Description of the task> Exactly transcribe the span of lines from the one containing "cloud be found in the photo above?" through the final line of the entries, inclusive, and nothing outside it. Exclude the pictures.

Pointing dataset records:
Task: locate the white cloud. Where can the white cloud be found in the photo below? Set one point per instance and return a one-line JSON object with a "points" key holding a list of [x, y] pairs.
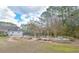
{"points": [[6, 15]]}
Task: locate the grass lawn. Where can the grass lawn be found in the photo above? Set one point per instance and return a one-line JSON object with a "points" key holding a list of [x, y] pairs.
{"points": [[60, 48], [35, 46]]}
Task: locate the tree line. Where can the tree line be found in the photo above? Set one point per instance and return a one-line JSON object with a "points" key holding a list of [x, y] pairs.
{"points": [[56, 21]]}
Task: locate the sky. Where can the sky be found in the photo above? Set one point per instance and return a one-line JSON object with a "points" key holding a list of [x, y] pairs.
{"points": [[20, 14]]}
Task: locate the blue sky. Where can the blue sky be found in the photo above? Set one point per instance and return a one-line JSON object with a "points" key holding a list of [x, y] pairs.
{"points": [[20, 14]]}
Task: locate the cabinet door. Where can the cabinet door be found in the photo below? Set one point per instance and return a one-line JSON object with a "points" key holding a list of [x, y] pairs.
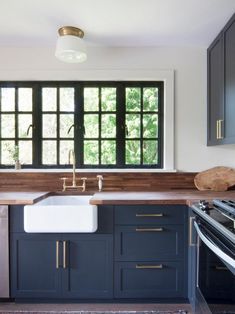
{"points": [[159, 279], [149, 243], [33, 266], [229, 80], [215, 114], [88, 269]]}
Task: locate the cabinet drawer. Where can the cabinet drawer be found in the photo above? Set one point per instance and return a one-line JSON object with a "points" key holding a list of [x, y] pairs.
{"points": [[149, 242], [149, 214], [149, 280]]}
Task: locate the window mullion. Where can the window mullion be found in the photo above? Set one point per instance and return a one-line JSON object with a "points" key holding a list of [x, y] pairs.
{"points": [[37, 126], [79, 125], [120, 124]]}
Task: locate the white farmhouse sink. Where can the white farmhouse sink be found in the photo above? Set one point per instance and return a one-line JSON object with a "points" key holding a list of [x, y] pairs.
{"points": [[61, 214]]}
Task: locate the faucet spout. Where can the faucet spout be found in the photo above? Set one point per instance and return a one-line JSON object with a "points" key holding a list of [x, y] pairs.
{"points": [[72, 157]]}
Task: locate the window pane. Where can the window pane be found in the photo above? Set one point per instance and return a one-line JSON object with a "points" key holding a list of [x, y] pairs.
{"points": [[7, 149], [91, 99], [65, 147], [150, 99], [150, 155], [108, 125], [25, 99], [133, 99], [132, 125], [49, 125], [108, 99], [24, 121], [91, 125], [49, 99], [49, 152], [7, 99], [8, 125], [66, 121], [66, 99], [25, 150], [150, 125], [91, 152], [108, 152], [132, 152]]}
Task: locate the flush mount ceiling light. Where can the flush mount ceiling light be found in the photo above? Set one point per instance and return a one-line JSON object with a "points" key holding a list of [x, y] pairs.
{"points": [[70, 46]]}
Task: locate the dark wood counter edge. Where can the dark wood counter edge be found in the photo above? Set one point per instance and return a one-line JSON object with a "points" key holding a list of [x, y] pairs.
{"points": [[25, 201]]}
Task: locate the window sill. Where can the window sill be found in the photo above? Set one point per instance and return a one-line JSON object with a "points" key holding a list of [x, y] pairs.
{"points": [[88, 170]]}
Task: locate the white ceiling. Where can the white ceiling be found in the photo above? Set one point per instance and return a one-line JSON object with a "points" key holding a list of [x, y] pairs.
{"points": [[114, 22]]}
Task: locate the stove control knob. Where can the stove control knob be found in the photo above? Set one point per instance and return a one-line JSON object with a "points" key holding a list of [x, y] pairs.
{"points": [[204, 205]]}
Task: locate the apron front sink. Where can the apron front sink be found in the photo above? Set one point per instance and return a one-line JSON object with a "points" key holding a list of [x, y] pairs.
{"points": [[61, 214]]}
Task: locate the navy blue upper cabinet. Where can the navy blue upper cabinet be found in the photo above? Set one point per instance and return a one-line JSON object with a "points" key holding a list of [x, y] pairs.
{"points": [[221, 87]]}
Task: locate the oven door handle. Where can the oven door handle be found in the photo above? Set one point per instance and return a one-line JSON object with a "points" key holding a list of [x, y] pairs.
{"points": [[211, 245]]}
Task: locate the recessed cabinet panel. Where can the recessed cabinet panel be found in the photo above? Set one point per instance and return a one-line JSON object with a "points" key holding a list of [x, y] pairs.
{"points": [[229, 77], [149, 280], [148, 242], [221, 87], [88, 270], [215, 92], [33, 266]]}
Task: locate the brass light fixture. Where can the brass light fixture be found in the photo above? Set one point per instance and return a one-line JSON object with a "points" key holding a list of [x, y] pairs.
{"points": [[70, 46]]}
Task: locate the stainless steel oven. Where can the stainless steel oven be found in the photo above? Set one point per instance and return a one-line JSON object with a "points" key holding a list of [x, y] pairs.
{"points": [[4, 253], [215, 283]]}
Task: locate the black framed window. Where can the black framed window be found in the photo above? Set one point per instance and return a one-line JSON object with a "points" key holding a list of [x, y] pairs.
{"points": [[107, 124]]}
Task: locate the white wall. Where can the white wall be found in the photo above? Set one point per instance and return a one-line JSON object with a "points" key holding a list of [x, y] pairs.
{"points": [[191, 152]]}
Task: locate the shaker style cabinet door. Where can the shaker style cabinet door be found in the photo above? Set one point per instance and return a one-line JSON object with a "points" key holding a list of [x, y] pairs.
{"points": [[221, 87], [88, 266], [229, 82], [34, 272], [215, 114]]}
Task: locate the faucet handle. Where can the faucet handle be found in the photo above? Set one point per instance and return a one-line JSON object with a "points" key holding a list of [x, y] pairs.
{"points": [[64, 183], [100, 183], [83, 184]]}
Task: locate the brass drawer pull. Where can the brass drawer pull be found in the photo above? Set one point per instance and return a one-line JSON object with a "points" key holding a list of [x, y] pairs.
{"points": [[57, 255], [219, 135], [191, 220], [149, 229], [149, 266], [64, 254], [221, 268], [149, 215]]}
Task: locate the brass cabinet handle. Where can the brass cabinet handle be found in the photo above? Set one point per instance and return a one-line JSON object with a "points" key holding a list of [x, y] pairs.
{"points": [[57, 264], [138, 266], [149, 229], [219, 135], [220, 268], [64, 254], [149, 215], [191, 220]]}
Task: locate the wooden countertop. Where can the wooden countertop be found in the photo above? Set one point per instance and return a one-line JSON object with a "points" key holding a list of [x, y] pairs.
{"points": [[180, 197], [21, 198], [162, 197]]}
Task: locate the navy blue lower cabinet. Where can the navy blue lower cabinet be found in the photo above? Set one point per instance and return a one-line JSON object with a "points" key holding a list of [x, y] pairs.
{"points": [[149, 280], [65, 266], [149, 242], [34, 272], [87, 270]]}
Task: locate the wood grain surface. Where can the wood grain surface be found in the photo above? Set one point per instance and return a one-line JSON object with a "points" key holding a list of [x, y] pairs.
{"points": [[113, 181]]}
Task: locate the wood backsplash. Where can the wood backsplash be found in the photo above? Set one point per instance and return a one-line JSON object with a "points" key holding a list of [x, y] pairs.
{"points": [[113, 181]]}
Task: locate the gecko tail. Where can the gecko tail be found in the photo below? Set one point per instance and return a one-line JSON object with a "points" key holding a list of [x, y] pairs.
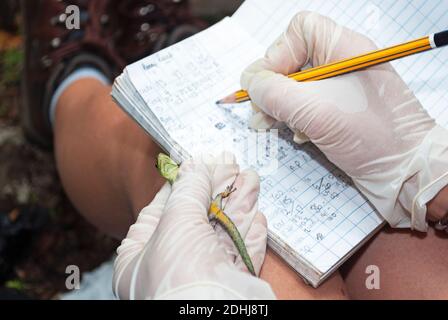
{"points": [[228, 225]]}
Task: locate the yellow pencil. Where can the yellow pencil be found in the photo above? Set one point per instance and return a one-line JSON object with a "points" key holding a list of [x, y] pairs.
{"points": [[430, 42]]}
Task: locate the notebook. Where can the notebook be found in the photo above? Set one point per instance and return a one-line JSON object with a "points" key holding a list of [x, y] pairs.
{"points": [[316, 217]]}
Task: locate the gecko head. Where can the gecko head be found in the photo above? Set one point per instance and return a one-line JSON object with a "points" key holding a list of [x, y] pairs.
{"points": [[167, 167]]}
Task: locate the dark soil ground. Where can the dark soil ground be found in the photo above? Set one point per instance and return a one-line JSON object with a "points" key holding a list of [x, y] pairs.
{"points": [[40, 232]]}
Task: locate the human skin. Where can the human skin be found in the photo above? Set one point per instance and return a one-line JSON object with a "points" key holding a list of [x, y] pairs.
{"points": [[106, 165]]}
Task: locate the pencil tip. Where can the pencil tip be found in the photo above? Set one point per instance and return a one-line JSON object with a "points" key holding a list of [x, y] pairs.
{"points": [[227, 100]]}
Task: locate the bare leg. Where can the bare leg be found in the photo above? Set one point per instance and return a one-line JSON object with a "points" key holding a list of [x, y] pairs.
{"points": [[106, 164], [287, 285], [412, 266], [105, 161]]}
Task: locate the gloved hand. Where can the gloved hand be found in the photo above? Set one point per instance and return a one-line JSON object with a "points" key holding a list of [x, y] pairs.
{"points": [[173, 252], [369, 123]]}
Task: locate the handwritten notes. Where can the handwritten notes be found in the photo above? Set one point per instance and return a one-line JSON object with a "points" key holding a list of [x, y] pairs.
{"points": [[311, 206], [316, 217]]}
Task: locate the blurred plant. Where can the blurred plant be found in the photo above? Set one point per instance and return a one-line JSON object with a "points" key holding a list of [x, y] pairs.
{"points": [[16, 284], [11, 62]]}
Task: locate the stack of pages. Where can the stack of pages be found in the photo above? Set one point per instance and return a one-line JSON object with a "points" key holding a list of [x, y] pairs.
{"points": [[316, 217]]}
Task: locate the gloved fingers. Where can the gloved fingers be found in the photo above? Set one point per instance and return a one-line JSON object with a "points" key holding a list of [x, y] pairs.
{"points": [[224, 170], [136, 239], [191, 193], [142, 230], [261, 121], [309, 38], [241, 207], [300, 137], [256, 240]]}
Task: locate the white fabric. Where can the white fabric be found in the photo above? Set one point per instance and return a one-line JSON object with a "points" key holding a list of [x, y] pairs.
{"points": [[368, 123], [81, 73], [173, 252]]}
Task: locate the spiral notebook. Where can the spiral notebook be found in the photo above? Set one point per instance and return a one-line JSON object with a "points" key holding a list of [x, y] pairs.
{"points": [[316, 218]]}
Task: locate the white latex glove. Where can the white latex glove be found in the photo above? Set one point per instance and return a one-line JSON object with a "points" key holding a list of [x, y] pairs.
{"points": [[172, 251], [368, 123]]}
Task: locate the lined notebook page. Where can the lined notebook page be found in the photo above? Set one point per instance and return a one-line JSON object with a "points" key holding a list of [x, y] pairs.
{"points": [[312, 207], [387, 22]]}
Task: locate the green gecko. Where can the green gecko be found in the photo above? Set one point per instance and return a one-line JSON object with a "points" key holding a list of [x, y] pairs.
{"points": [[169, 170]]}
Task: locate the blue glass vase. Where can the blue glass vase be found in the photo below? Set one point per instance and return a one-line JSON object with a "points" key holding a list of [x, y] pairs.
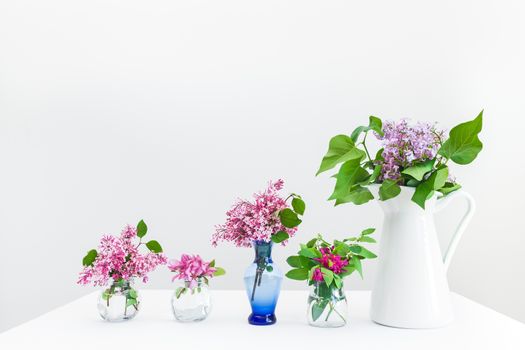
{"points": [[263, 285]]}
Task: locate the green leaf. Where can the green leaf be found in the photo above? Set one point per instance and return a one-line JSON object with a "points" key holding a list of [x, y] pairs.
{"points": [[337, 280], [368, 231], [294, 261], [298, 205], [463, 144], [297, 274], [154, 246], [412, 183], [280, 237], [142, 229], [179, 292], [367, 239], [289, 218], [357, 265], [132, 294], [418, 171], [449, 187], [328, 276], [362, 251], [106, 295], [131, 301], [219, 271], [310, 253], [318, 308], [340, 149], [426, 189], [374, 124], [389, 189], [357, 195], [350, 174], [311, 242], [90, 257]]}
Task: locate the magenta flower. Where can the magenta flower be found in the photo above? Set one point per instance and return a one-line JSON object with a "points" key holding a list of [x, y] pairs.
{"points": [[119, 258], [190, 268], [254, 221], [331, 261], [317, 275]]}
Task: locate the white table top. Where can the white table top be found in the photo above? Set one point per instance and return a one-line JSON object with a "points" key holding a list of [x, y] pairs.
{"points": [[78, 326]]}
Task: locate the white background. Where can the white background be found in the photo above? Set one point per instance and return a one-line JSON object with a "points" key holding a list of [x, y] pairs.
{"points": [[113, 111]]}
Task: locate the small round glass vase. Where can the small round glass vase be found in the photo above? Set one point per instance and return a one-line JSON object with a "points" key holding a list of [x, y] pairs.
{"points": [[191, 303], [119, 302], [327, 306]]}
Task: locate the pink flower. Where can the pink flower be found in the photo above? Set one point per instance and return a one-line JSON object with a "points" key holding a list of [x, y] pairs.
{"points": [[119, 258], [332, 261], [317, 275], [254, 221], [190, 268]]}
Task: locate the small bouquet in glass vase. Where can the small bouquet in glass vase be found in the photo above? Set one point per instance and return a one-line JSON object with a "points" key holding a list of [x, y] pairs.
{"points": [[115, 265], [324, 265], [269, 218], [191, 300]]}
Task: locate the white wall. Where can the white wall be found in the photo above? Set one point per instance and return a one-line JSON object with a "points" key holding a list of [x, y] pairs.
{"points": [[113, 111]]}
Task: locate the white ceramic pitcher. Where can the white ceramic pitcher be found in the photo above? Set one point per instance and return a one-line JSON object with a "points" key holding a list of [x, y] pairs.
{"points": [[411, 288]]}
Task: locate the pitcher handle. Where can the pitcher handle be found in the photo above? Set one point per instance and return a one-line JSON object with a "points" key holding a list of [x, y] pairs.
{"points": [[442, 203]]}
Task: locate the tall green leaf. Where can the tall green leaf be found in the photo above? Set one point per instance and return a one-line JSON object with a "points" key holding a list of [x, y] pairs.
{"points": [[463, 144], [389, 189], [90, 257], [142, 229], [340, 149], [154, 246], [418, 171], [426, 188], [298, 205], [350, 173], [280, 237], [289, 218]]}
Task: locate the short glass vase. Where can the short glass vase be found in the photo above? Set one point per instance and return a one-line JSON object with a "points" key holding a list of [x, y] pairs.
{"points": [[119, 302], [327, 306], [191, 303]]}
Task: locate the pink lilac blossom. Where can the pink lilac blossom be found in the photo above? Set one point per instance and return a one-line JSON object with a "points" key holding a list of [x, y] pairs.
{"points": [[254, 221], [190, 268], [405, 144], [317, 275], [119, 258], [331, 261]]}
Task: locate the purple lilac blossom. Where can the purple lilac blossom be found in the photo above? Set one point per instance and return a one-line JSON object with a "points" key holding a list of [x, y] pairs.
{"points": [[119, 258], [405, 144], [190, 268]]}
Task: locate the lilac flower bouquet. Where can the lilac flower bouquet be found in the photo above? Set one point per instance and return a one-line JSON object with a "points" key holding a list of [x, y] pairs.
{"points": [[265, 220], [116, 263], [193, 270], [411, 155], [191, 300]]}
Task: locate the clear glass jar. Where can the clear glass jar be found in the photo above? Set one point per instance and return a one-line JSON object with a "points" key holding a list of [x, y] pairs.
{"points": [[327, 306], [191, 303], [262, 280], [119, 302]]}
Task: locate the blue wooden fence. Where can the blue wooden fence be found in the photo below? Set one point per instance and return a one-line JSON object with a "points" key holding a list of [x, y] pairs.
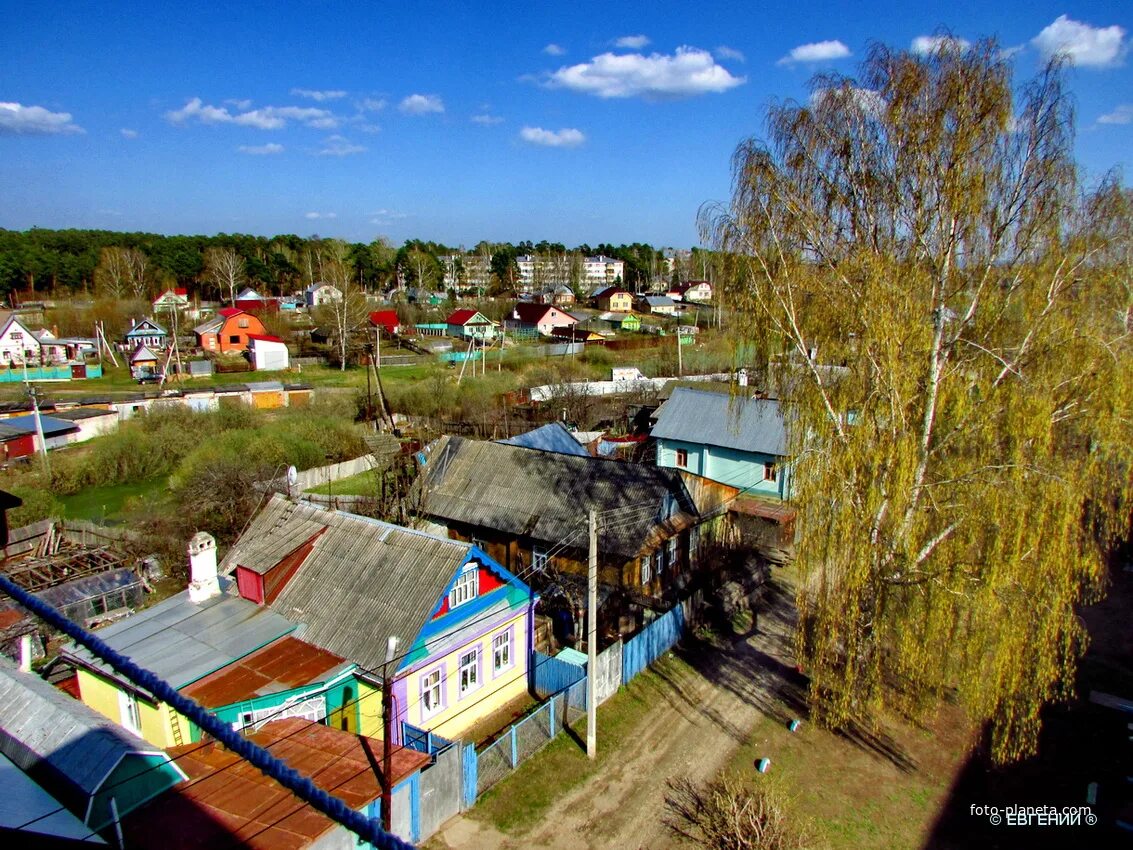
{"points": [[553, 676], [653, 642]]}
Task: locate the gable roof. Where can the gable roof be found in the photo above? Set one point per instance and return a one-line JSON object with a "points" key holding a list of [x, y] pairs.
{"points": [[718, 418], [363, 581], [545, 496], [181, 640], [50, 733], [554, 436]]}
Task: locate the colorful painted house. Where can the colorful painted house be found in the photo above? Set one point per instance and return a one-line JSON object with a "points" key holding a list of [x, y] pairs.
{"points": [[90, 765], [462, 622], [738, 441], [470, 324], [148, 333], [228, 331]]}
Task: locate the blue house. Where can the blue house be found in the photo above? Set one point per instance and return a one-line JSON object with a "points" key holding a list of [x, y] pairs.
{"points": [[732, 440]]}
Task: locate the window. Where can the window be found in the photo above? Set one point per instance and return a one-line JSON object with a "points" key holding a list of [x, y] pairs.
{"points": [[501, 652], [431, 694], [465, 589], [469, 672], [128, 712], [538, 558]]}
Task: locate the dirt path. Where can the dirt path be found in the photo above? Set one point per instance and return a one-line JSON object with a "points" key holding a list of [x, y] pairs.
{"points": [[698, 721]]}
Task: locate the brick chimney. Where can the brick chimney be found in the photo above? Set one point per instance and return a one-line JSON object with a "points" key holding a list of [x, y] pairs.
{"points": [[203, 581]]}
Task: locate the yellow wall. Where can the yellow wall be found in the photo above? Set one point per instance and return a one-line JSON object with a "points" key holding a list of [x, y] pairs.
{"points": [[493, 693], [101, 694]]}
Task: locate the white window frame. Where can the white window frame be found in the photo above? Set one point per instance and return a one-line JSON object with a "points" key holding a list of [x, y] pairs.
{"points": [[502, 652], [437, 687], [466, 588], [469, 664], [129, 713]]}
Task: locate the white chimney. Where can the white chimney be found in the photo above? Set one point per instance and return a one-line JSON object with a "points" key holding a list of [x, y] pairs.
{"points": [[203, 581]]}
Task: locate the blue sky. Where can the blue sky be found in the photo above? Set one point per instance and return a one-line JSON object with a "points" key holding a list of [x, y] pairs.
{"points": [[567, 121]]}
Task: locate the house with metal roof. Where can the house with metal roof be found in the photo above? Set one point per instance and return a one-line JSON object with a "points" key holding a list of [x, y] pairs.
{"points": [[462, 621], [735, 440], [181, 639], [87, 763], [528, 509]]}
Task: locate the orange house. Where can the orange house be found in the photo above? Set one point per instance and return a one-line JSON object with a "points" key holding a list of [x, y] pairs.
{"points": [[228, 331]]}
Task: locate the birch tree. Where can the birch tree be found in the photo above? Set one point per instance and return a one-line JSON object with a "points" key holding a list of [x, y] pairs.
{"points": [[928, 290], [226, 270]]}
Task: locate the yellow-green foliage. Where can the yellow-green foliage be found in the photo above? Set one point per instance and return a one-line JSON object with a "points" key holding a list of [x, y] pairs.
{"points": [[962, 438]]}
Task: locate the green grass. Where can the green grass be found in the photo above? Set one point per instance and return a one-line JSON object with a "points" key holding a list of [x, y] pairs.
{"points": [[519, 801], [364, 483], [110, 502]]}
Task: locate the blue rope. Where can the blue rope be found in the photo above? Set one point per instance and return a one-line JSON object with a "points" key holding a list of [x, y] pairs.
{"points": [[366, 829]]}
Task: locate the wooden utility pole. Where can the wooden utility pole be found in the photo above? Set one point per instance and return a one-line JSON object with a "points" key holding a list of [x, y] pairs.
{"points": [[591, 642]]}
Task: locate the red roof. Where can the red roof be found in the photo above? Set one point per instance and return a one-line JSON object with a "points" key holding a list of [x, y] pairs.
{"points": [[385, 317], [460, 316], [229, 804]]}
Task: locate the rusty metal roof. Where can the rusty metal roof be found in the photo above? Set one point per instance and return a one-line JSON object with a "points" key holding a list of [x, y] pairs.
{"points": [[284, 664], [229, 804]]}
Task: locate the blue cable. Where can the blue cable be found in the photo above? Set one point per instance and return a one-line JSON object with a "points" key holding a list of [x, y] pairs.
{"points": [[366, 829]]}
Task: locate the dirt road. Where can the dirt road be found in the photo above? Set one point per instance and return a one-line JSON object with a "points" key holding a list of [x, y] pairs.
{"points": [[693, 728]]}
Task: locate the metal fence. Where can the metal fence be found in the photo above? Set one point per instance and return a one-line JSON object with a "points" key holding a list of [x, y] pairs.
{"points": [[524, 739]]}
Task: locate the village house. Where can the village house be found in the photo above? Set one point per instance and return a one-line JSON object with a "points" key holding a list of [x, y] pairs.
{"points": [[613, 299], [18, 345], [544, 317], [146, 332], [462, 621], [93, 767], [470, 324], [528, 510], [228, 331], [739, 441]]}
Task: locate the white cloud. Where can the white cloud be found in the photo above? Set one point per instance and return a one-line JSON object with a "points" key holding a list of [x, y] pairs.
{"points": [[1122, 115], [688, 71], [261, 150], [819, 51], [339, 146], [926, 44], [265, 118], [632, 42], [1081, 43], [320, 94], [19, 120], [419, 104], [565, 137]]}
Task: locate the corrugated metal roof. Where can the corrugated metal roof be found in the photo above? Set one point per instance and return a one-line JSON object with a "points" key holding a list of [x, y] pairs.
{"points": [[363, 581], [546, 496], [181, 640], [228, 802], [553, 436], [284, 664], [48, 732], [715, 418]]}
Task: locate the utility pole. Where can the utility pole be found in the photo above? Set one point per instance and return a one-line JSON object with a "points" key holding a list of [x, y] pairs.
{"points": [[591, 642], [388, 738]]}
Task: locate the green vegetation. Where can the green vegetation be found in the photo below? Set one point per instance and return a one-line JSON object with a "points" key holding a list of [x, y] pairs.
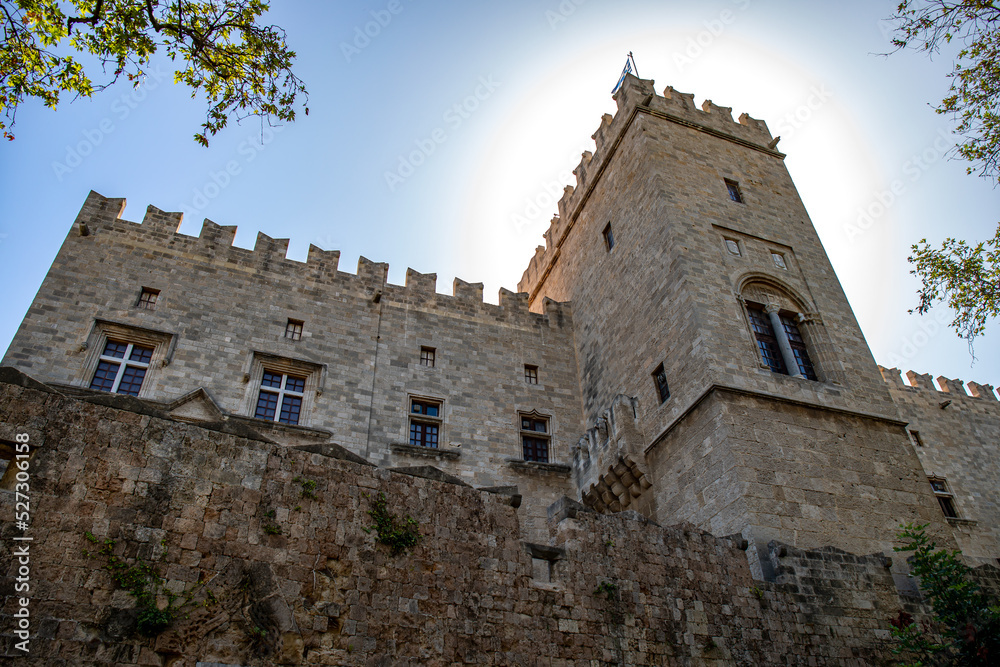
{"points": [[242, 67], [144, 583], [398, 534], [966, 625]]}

Answer>
Task: locate the white cloud. Where can the white cloud be found in the photo above? Set one point per instance and return a one-line JSON object with a "points" key holding a list of [x, y] pairs.
{"points": [[1122, 115], [688, 71], [261, 150], [819, 51], [339, 146], [926, 44], [265, 118], [632, 42], [1081, 43], [320, 94], [19, 120], [419, 104], [565, 137]]}
Task: locate the corrugated metal roof. Where can the corrugated metal roof be found in the photo above? Set one point per instance and return a one-line JSON object with a "points" key holding a list of [x, y] pairs.
{"points": [[363, 581], [546, 496], [181, 640], [228, 802], [553, 436], [284, 664], [48, 732], [715, 418]]}
Task: locate the utility pole. Where can the utility pole be found in the photo above? Set one point per instance and return a one-line JSON object with a "points" key holding a list of [x, y] pairs.
{"points": [[591, 642], [388, 738]]}
Task: locate the green vegetation. Where can the green vegetation be found in the photo below? Set one point per instance and return a one-line JSON object with a "points" key holding a list of [x, y] pairs.
{"points": [[242, 67], [144, 583], [398, 534], [966, 625]]}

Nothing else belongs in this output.